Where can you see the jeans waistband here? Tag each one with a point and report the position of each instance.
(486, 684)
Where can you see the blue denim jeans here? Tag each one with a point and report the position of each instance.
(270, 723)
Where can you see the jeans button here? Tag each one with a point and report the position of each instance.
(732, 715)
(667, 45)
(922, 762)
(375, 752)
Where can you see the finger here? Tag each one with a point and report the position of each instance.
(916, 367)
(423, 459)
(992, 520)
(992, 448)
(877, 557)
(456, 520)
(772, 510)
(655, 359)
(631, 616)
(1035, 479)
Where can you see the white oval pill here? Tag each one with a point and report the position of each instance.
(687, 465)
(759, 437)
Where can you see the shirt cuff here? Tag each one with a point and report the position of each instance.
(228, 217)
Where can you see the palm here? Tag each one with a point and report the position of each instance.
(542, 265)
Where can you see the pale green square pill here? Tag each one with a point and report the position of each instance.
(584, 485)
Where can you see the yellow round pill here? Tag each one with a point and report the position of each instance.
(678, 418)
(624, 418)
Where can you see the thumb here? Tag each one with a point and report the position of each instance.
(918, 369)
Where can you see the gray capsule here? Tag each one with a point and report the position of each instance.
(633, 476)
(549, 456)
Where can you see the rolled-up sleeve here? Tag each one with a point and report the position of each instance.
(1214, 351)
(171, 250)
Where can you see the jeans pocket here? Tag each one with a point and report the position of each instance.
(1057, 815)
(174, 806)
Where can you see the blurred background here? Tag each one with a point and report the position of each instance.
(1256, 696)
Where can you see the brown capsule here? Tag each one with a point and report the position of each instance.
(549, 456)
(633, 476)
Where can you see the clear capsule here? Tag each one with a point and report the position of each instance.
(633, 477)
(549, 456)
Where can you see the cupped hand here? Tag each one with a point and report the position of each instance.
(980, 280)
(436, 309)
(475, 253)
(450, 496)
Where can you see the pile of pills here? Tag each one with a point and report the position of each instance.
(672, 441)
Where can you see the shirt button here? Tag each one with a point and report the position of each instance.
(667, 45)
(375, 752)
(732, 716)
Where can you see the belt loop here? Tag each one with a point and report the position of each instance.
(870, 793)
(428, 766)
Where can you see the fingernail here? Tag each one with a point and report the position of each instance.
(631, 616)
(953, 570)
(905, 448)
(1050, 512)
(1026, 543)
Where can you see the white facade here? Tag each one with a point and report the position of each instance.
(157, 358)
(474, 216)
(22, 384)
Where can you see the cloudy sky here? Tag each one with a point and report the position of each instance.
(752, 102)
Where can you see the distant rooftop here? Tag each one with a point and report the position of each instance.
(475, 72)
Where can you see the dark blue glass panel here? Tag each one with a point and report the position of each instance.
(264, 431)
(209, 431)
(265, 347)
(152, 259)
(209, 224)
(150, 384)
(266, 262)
________________________________________
- **Aim**
Render all the entries above as a Markdown table with two columns, Row and Line, where each line gets its own numbered row and blank lines are omitted.

- **Correct output**
| Row | Line |
|---|---|
| 1 | Where can you see the jeans waistband here? Tag each one with a point and report the position of each instance. |
| 2 | (486, 684) |
| 3 | Where can you see the blue denim jeans here? Tag each one with a point and report the position of each instance. |
| 4 | (270, 723) |
| 5 | Where can you see the jeans button here? Tag each one with a point and report the position of each instance. |
| 6 | (732, 715) |
| 7 | (667, 45) |
| 8 | (922, 762) |
| 9 | (375, 752) |
| 10 | Where can you see the finger here? Tag each one with a point and report the position of each instance. |
| 11 | (916, 367) |
| 12 | (423, 459) |
| 13 | (992, 520) |
| 14 | (992, 448) |
| 15 | (877, 557) |
| 16 | (456, 520) |
| 17 | (772, 510) |
| 18 | (655, 359) |
| 19 | (631, 616) |
| 20 | (1035, 479) |
| 21 | Where can you see the white oval pill here? Tag each one with a point and report the position of each instance. |
| 22 | (687, 465) |
| 23 | (759, 437) |
| 24 | Where can you see the shirt cuff here? Tag each one with a point and report the position of each instance. |
| 25 | (228, 217) |
| 26 | Where can you see the palm here? Tag each one with a point and report the position of each instance. |
| 27 | (542, 265) |
| 28 | Where can you see the pale green square pill here? Tag each one with a point and report the position of each instance. |
| 29 | (584, 485) |
| 30 | Where can you see the yellow round pill here? Tag each one with a point and report the position of each instance. |
| 31 | (678, 418) |
| 32 | (624, 418) |
| 33 | Where can you see the thumb here? Tag each one with a point and report the position of each instance. |
| 34 | (918, 369) |
| 35 | Where can you see the gray capsule here? Tag each one with a point and report the position of each instance. |
| 36 | (633, 476) |
| 37 | (549, 456) |
| 38 | Where can you see the rolled-up sleeve here? Tag each one with a point and report the position of each instance. |
| 39 | (1214, 351) |
| 40 | (171, 250) |
| 41 | Where can you see the jeans pocket here? Tag each one with a point and report the position of each instance. |
| 42 | (1057, 815) |
| 43 | (174, 806) |
| 44 | Where can you see the blurred background here? Tag each one with a point and report the position of each instance. |
| 45 | (1256, 696) |
| 46 | Where can you see the brown capsule here? Tag each one with a point and report the position of each instance. |
| 47 | (549, 456) |
| 48 | (633, 476) |
| 49 | Where can you see the clear capsule here? Tag each one with a point and report the position of each instance. |
| 50 | (633, 477) |
| 51 | (549, 456) |
| 52 | Where can you see the cupped hand here? Tag each one with a point and report the position of each instance. |
| 53 | (980, 280) |
| 54 | (436, 309) |
| 55 | (475, 253) |
| 56 | (450, 496) |
| 57 | Where can you see the pile of pills here? Tag each one with a point and report the position of each instance. |
| 58 | (672, 441) |
| 59 | Where can you see the shirt button here? Tag each one with a point and report the position of each instance. |
| 60 | (667, 45) |
| 61 | (375, 752) |
| 62 | (732, 716) |
| 63 | Where can you see the belt loop here? Tag each one with a point and report the position of each instance. |
| 64 | (870, 793) |
| 65 | (428, 766) |
| 66 | Where can you see the fingernail here? Tag each one with a point and report the position of each instance. |
| 67 | (631, 616) |
| 68 | (953, 570) |
| 69 | (905, 448) |
| 70 | (1050, 512) |
| 71 | (1026, 543) |
| 72 | Where can you see the white facade here? Tag each one with a point and report the position of each instance. |
| 73 | (157, 358) |
| 74 | (474, 216) |
| 75 | (22, 384) |
| 76 | Where can you see the cloudy sky here? Tag each one with a point and report the position of each instance. |
| 77 | (752, 102) |
| 78 | Where can you see the distant rooftop here? Tag each one with a point and report the position of each instance. |
| 79 | (475, 72) |
| 80 | Where can you see the dark blue glass panel here? Tag each one with a point and report the position of each instance. |
| 81 | (264, 431) |
| 82 | (209, 431) |
| 83 | (265, 347) |
| 84 | (152, 259) |
| 85 | (209, 224) |
| 86 | (150, 384) |
| 87 | (266, 262) |